## TASK PROMPT
Return the records below from the line containing "of the yellow" onward, exactly, through and including the last line.

- - - - - - -

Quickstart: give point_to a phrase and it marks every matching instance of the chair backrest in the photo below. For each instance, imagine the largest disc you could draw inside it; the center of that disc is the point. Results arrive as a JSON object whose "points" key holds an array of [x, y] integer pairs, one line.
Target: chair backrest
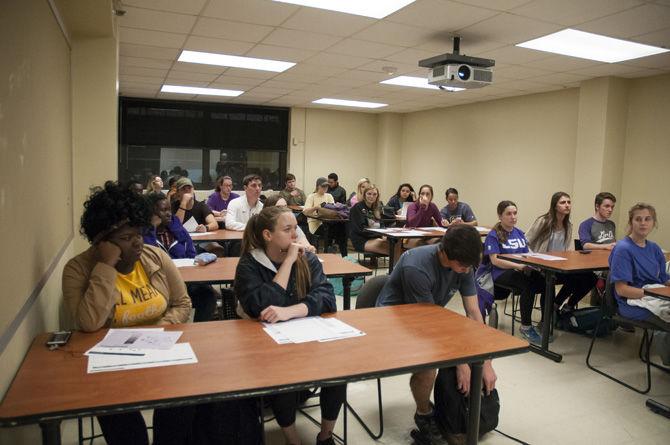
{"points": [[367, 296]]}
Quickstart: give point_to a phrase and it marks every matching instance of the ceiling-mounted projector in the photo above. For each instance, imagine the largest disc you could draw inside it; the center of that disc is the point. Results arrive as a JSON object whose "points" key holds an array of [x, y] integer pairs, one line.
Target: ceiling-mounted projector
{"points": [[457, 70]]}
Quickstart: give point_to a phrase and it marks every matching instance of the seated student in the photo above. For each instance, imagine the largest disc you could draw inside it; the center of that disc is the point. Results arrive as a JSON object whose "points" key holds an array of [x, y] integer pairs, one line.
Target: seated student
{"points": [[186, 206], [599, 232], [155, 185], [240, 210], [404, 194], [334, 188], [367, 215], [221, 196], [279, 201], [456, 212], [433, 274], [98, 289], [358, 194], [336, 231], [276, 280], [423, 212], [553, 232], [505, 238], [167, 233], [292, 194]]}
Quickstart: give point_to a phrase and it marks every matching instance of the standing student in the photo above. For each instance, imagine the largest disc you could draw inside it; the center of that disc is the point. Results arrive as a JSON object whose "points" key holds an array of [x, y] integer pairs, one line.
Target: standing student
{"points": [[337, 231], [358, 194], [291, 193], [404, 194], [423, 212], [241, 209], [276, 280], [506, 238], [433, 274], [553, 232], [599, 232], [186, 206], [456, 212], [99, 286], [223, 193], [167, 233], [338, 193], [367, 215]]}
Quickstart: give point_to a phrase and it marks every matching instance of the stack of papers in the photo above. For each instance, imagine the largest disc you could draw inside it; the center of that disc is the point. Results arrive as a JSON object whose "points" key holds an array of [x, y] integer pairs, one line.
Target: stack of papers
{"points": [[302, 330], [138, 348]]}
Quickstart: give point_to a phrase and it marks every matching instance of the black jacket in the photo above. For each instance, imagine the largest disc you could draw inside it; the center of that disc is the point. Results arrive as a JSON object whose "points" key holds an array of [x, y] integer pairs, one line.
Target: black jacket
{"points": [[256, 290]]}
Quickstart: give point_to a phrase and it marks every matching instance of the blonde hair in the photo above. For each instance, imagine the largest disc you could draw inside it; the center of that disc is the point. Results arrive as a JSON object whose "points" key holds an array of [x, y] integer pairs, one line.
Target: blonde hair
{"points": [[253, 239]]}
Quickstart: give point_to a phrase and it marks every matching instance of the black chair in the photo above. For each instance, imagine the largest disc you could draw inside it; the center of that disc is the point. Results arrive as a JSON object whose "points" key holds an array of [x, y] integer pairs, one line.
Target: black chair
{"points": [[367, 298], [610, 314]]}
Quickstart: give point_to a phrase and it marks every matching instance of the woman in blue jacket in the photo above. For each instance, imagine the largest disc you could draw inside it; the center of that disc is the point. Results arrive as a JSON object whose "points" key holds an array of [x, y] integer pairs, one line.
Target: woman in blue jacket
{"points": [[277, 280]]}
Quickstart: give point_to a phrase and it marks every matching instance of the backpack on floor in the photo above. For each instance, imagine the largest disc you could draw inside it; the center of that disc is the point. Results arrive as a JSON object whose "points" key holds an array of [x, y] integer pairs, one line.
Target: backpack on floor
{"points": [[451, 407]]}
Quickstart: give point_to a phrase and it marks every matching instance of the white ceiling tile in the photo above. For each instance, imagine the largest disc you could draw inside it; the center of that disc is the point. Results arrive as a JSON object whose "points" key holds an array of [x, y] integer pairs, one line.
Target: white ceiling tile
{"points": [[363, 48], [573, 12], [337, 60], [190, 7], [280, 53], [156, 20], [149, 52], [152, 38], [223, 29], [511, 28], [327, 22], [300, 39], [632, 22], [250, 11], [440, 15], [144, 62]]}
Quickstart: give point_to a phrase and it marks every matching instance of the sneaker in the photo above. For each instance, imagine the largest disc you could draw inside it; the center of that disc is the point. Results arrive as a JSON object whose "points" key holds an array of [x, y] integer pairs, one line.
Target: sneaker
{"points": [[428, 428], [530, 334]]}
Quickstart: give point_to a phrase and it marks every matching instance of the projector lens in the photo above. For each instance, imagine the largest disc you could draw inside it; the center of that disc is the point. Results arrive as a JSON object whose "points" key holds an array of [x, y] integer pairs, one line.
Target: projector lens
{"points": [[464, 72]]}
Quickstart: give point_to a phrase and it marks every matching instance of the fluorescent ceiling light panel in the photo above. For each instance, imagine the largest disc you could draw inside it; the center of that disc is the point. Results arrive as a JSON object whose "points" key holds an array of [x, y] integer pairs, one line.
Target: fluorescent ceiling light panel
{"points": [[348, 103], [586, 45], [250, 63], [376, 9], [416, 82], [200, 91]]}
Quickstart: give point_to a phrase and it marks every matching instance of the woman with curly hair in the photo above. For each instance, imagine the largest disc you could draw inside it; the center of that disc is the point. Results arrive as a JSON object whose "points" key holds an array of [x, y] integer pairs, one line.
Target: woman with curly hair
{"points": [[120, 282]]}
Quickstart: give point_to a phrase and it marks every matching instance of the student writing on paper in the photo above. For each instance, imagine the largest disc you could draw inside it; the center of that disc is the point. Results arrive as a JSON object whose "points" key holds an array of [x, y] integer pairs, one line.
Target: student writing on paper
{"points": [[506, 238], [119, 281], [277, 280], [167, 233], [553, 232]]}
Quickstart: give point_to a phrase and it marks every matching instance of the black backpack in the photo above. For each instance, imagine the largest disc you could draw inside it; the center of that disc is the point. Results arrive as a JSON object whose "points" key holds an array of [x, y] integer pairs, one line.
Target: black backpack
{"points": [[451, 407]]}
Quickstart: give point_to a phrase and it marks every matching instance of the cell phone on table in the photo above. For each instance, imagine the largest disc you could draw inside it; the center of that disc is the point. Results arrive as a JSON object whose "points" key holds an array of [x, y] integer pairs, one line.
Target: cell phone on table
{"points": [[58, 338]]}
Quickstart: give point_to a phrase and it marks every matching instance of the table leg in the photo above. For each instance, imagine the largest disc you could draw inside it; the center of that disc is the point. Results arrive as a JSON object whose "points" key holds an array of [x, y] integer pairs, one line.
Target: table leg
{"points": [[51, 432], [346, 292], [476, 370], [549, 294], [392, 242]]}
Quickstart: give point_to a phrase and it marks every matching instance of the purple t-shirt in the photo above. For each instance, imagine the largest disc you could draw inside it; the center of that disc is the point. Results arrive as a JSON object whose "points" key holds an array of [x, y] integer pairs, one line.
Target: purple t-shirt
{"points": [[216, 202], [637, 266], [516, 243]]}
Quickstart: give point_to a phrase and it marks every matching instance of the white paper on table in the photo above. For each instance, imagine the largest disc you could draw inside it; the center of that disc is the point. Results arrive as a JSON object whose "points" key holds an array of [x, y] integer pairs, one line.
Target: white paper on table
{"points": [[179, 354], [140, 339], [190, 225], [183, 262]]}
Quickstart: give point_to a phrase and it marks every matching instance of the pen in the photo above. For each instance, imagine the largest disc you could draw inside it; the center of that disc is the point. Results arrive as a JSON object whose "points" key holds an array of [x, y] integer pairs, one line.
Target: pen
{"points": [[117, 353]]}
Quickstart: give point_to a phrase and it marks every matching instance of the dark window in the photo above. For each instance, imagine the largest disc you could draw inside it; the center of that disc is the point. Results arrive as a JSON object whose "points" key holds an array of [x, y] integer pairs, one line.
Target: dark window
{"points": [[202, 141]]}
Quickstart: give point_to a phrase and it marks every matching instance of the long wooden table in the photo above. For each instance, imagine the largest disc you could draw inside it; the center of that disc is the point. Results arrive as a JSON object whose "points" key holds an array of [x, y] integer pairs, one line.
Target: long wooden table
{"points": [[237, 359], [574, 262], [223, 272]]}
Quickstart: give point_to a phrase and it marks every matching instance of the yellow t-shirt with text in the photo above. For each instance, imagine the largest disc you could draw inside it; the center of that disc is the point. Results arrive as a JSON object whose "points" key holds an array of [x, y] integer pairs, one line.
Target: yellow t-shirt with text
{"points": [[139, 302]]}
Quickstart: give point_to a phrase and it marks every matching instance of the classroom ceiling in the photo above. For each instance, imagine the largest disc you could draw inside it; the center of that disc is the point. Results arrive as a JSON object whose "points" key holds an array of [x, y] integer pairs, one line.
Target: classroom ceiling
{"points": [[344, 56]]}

- - - - - - -

## SOLUTION BELOW
Quickstart: give point_to a phrase and it marks every matching instance of the yellow t-shirt with text in the photo above. For each instance, imagine the largest disc you could draw inside it; the center of that disc is the point. Results arrive as a JSON object whose "points" key holds an array of [x, y] integer pairs, one line.
Target: yellow t-shirt with text
{"points": [[139, 302]]}
Quickstart: give point_to a phrase and it marks every matching instance of the classroom ceiling in the photo above. For each instance, imagine the largest disc you could draw inside it; the center of that disc is the point. Results arrive as a JSON object whose "points" key holds an array of [x, y] integer pairs, one line.
Target: classroom ceiling
{"points": [[344, 56]]}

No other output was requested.